(What this task involves):
Output every line of the listing below verbatim, omitting the pictures.

(Records from a data collection):

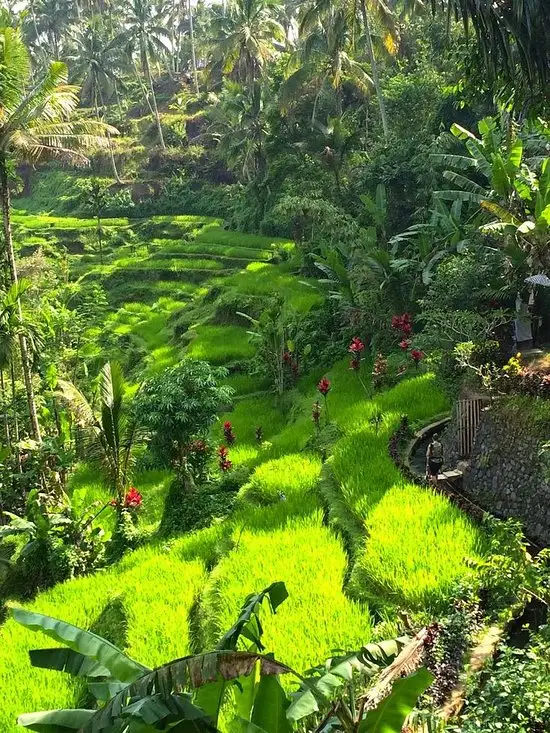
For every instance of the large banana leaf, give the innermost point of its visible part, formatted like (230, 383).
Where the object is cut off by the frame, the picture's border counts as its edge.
(85, 643)
(369, 660)
(189, 673)
(390, 714)
(55, 721)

(Reply to the exercise):
For every instance of the large banana leaf, give the innermost point of its visible part, formatted like (230, 383).
Where the object is cut off by the frame, the picture's border counts as its edge.
(85, 643)
(369, 660)
(189, 673)
(390, 714)
(55, 721)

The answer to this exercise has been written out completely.